The cure that treats the wrong organ
Gartner’s headline for 2026 is that supply chain software with agentic AI grows from under $2bn today to $53bn by 2030, and that 90% of B2B buying will be agent-intermediated by 2028, pushing something like $15 trillion through machine-to-machine exchanges. I’m not here to sneer at that. Suppeco is an AI company. SuppEQ runs on it. Used well, an agent that watches a relationship around the clock and flags the drift no human had time to catch is genuinely useful, and I’ll defend that all day.
But here’s the bit nobody wants to print. An autonomous agent pointed at a broken measure doesn’t close the leak. It widens it, faster. Goodhart’s Law doesn’t switch itself off because you’ve automated the scorecard. It gets worse, because the thing gaming the metric now never sleeps, never gets bored, and never has the human instinct to stop and think “hang on, this number’s climbing but the relationship’s going to hell.” We are about to industrialise the exact failure that created the problem and file it under transformation. The leak was never a workflow problem. That’s the misdiagnosis sitting underneath the whole spending spree.
What’s actually bleeding
Call it Dynamic Margin Erosion. A contract is a photograph: prices, terms, assumptions, all true on the day everyone signed. The business it’s meant to govern is a film. Demand moves, scope creeps, the spec quietly mutates, and the ground shifts under the tariffs that CIPS now describes as a permanent condition rather than a shock. The agreement stands still while reality keeps walking. The space that opens between the two is where margin goes to die: a few points at a time, too slowly for anyone to call it a crisis, too steadily for anyone to honestly ignore.
You can’t automate your way out of that with execution software, because the gap isn’t an execution failure. It’s a relationship failure. The drift gets caught, when it gets caught at all, by the account manager who mentions something in passing, by the category lead who notices the tone has cooled, by the person who treats a supplier like a customer worth keeping rather than a line item to squeeze. Relationship capital is an asset, and like every asset it depreciates the second you stop maintaining it. Most organisations are running theirs to failure and booking the write-off as savings.

■ ■ ■ ■ ■

» **WRITTEN EXERCISE 1**
Return the passage of the essay on supply chain margin erosion from "The cure that" to "that all day.", word for word.
» **WRITTEN EXERCISE 2**
Supply the next part of the essay on supply chain margin erosion, beginning after its final sentence.

Contour annotation records:
■ ■ ■ ■ ■

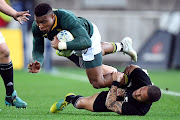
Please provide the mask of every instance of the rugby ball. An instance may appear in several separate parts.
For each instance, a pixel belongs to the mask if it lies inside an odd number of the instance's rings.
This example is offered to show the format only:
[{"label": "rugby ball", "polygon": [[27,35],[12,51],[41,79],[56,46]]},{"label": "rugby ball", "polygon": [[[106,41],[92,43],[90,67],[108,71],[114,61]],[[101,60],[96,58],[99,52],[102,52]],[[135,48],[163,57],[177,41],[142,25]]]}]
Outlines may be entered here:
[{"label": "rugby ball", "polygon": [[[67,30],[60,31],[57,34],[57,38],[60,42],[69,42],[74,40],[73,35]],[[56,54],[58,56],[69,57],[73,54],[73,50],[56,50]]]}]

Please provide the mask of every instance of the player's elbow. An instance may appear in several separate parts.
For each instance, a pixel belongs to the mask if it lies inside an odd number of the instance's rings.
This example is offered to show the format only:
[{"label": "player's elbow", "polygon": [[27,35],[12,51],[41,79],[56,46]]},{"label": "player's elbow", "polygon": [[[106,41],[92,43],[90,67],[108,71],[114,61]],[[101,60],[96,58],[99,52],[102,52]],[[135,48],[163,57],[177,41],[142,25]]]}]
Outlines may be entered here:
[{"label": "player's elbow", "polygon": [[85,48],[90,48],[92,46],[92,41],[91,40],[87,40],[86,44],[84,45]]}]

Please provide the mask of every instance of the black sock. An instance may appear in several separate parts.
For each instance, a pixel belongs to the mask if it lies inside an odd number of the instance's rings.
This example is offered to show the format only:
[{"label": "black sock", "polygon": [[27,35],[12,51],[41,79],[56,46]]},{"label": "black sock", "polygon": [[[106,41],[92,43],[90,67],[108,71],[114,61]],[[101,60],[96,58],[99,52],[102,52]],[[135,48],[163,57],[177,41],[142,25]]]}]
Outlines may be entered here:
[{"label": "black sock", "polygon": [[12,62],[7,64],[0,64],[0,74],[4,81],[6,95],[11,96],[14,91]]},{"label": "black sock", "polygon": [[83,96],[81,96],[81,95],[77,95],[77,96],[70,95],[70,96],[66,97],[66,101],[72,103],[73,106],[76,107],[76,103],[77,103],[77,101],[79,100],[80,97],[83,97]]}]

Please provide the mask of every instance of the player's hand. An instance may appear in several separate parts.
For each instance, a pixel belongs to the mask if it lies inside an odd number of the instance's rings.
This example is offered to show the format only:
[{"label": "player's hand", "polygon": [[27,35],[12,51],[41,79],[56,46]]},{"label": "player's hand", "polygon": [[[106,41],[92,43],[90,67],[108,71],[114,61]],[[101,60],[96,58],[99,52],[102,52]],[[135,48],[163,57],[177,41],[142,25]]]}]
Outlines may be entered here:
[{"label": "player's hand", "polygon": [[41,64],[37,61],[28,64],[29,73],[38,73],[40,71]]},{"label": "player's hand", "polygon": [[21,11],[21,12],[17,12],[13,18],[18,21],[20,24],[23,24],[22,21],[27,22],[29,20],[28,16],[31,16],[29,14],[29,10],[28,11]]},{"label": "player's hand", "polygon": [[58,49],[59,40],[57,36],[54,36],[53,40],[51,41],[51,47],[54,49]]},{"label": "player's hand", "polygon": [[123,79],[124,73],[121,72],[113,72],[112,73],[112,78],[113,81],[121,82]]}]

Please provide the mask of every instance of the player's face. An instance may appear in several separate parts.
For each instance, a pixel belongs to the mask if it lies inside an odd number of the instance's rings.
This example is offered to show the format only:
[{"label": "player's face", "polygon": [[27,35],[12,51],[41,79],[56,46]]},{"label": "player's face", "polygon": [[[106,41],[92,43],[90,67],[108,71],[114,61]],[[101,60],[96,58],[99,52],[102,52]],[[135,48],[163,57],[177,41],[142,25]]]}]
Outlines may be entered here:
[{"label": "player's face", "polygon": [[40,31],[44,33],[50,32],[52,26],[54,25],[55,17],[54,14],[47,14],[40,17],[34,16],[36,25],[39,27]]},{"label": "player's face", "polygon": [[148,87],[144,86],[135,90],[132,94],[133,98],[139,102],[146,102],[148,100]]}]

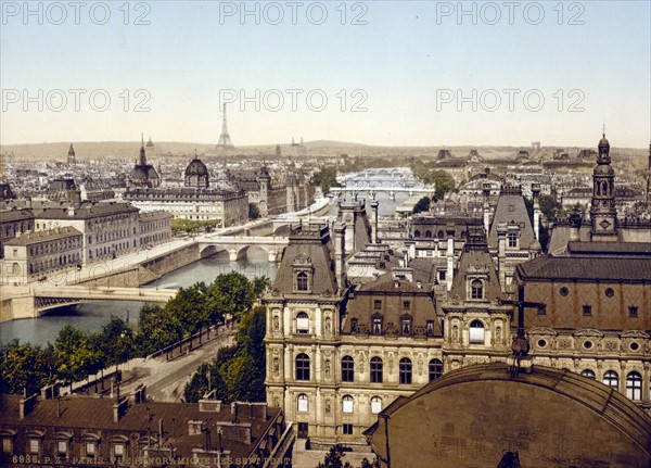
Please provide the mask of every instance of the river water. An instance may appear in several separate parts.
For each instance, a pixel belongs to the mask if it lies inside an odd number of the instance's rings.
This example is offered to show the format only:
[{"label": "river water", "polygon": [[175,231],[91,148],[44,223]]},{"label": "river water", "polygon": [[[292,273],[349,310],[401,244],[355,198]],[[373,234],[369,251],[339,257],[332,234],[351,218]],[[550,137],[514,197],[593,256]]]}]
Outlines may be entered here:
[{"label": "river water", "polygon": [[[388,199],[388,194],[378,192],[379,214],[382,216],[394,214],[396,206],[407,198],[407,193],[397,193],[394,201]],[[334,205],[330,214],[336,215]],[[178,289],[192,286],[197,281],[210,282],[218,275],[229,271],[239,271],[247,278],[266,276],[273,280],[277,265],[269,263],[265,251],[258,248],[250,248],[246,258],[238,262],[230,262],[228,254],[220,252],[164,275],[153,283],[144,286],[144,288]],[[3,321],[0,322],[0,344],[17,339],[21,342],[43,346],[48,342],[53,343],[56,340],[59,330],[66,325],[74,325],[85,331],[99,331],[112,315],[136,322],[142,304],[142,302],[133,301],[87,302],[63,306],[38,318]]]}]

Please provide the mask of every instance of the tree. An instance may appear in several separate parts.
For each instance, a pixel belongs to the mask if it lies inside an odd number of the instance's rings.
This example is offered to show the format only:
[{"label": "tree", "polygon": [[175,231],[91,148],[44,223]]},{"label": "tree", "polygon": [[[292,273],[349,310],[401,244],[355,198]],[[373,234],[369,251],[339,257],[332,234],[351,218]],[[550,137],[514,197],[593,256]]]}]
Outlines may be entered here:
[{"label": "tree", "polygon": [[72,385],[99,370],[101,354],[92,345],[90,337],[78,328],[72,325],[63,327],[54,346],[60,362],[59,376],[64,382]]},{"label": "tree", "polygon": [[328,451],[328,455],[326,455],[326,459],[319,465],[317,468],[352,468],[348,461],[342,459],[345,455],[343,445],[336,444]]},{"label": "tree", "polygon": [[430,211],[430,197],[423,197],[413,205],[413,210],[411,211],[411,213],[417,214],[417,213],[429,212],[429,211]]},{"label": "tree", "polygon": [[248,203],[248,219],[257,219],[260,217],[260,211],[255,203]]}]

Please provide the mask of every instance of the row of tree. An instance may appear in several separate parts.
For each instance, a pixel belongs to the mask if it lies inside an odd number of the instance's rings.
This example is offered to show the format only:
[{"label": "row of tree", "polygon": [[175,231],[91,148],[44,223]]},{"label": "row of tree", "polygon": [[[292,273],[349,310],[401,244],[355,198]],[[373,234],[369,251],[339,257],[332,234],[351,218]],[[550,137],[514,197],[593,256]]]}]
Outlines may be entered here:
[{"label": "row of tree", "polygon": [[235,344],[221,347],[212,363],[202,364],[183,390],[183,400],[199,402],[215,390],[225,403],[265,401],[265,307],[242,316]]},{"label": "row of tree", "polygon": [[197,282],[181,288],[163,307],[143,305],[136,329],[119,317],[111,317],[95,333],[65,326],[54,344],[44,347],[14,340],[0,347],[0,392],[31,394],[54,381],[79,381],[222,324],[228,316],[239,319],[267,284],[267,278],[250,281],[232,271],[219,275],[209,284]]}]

■ ■ ■ ■ ■

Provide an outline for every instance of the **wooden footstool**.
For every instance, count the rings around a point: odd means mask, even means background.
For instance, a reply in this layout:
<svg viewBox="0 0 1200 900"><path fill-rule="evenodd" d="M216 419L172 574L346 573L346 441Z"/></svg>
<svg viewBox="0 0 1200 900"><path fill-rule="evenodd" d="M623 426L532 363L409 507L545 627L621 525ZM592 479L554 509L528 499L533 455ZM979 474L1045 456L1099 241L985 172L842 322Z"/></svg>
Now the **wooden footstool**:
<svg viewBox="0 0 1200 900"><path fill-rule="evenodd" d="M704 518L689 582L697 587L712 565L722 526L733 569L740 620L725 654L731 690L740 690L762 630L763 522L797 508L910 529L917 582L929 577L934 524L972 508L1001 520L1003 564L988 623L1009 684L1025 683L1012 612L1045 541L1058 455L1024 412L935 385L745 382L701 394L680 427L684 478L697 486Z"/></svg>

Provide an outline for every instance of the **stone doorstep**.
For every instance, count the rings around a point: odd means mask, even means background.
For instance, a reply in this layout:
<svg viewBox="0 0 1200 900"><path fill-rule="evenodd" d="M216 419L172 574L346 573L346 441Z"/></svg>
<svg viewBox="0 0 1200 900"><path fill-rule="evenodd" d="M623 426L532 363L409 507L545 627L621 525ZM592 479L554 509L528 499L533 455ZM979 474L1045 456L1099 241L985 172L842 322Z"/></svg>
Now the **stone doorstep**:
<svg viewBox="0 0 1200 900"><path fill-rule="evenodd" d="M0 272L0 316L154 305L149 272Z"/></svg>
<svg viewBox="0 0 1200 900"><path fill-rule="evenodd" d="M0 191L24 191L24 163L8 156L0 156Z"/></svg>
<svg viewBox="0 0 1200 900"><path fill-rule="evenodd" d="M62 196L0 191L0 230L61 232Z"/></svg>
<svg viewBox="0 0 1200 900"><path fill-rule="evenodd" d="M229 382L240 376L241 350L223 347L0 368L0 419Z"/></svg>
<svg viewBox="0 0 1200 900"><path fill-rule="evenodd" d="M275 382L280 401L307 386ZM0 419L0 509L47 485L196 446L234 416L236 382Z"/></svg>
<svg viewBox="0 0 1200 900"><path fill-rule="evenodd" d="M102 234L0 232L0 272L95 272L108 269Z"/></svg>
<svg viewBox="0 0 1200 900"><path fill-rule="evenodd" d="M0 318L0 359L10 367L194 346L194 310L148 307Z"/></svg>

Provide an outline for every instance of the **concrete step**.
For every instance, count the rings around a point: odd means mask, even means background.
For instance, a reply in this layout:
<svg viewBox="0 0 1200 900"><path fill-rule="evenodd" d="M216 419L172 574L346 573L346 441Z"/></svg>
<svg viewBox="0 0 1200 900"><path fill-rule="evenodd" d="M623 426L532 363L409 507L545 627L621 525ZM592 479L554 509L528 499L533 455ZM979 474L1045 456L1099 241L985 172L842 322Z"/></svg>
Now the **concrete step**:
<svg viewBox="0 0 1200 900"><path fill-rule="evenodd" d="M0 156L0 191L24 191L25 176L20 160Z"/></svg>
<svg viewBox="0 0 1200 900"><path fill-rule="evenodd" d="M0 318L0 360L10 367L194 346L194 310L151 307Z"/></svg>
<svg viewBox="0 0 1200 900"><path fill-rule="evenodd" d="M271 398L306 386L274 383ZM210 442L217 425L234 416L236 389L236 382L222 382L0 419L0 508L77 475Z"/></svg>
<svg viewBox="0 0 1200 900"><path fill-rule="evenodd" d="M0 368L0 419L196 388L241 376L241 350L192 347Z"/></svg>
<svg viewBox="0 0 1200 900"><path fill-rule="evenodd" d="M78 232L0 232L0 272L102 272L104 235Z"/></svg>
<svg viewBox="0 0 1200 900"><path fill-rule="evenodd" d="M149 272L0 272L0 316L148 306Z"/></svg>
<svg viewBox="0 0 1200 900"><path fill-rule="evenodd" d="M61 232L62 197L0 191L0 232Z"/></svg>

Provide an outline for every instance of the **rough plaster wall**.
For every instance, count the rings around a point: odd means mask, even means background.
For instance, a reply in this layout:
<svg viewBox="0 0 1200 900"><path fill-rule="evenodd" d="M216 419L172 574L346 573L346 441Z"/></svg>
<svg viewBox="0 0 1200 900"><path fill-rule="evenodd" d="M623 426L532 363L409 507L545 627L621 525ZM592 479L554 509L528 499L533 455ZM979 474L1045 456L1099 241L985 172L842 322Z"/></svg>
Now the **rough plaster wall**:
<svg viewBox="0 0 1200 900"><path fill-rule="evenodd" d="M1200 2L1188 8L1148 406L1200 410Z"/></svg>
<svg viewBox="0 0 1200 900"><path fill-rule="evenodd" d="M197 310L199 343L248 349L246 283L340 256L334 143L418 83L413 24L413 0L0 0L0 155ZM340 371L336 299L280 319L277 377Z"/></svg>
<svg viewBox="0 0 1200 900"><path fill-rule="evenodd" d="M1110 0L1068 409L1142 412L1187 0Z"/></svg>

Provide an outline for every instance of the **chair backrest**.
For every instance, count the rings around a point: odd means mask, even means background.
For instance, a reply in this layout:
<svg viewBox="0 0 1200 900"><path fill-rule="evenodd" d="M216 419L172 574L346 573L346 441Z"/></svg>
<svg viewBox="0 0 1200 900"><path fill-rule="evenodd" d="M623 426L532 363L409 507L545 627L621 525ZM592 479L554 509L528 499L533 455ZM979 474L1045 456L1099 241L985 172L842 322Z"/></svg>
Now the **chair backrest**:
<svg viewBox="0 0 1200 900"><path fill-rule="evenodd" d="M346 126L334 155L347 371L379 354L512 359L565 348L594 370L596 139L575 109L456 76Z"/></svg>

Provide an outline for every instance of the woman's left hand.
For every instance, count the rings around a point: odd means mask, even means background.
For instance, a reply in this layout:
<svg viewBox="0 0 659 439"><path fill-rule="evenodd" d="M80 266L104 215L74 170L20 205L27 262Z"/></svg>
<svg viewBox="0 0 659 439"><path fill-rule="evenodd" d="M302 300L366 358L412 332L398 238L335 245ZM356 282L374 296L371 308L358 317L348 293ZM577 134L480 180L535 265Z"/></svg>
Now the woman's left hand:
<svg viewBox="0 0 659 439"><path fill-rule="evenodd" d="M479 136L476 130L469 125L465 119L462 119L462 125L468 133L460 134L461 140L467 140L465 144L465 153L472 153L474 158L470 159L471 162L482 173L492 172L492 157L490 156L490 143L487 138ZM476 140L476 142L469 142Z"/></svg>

■ ■ ■ ■ ■

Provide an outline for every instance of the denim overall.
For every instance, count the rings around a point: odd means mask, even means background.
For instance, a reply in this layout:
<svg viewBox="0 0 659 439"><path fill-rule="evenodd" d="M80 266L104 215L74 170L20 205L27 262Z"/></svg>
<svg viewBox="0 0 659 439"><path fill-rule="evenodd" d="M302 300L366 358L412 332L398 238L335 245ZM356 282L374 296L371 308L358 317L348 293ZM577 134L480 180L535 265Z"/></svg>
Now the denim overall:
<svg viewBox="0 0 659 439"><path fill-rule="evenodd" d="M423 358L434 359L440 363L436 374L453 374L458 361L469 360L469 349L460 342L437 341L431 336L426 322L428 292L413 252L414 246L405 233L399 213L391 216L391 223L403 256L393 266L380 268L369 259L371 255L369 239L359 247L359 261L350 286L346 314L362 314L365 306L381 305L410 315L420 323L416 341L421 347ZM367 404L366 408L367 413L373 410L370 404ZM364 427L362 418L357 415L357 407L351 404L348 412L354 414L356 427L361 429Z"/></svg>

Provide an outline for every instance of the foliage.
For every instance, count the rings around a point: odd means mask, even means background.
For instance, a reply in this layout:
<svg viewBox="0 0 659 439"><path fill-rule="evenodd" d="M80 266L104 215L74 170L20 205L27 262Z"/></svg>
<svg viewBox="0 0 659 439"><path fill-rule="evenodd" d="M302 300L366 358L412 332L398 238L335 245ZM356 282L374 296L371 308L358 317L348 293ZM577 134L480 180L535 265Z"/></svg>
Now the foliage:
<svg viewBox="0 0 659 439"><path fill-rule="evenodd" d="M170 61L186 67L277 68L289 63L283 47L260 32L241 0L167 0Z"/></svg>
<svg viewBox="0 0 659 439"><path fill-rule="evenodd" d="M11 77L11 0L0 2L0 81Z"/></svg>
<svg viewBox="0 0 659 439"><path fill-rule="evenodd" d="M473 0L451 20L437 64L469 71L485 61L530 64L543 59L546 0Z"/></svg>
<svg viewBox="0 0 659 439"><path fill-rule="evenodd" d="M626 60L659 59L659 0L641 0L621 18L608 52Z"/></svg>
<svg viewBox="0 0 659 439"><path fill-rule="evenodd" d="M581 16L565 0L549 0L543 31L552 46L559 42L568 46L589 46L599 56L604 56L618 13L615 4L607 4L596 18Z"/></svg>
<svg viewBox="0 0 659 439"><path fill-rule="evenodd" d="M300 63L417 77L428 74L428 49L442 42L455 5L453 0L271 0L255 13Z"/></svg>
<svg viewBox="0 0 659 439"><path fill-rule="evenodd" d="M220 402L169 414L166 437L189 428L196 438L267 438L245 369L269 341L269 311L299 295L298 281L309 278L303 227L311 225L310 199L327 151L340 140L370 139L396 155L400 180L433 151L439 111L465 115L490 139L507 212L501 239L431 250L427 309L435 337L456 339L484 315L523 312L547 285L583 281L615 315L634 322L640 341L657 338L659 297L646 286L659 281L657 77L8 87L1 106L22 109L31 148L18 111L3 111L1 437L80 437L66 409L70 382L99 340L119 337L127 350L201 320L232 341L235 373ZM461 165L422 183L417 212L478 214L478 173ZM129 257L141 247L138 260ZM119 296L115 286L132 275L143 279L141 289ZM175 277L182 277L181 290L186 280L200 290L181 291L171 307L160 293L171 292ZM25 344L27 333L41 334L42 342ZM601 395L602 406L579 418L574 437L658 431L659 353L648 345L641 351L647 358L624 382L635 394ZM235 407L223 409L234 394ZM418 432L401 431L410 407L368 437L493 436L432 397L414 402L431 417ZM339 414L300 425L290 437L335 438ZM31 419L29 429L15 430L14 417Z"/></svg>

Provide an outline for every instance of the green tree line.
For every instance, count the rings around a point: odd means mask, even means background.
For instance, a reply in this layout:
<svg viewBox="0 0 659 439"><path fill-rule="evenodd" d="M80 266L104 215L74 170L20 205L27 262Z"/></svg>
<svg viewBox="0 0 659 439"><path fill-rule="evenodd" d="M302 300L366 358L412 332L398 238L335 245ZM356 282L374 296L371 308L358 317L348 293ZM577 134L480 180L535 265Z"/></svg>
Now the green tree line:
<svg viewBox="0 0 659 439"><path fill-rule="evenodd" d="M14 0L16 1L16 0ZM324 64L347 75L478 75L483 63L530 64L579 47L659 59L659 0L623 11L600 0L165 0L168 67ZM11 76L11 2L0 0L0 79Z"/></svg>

■ ■ ■ ■ ■

» **EXERCISE ANSWER 1**
The cure that treats the wrong organ
Gartner’s headline for 2026 is that supply chain software with agentic AI grows from under $2bn today to $53bn by 2030, and that 90% of B2B buying will be agent-intermediated by 2028, pushing something like $15 trillion through machine-to-machine exchanges. I’m not here to sneer at that. Suppeco is an AI company. SuppEQ runs on it. Used well, an agent that watches a relationship around the clock and flags the drift no human had time to catch is genuinely useful, and I’ll defend that all day.

» **EXERCISE ANSWER 2**
Where the machine earns its keep
This is where I fall out with both camps. The AI maximalists think the agent is the relationship. The purists think any software poisons it. Both are wrong, and my late father, who spent his working life in the motor trade on nothing but trust and a long memory, would have laughed at the pair of them.
The relationship is human. It always was. What the machine does, done properly, is hand the humans their attention back. It watches the thousand small signals no team has ever had the headcount to watch, and it tells you where the erosion is starting while you can still pick up the phone. It surfaces the drift. It does not own the judgement about what to do once the drift is on the table. That part is still yours, and thank god for it.
CIPS’s 2026 survey is quietly telling on this point. Asked which skills they most want to build, practitioners put relationship management in their top five, sitting level with the AI everyone’s losing sleep over. The people doing the actual work already know where this lands. The discipline is daily. The relationship is the product. The agent is a very good smoke alarm and a very poor substitute for caring whether the house burns down.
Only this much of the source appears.